=== DATA FOR THIS TASK ===

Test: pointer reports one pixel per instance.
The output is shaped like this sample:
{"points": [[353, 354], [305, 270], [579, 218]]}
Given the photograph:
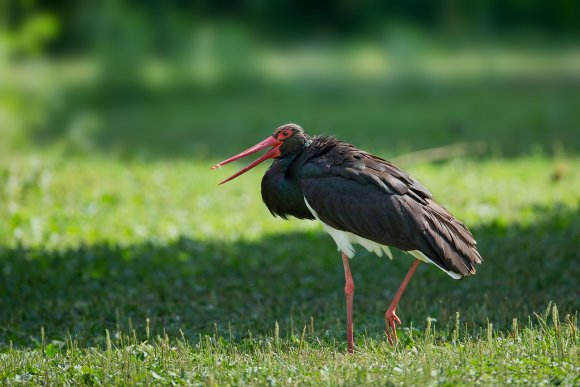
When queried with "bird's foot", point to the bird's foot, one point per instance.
{"points": [[391, 320]]}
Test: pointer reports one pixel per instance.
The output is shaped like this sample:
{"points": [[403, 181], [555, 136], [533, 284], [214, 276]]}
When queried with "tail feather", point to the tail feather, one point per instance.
{"points": [[446, 241]]}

===

> _HOW TO COMPLETE THIS TASK_
Repeat the full listing above without altering a word, and skip the pictures.

> _SOLUTION TO THIS TASK_
Test: pointer reports one pixel per instance.
The output is shaped like this sample:
{"points": [[353, 354], [305, 270], [579, 218]]}
Given the photograph:
When queried with "bird's foot", point to the bird's foot, one point per instance.
{"points": [[391, 320]]}
Test: pointer reports one pixel per instance.
The output is shaped like this sample:
{"points": [[403, 181], [555, 136], [533, 284], [214, 276]]}
When queried with "tail feather", point to the tail feather, one point per instance.
{"points": [[446, 241]]}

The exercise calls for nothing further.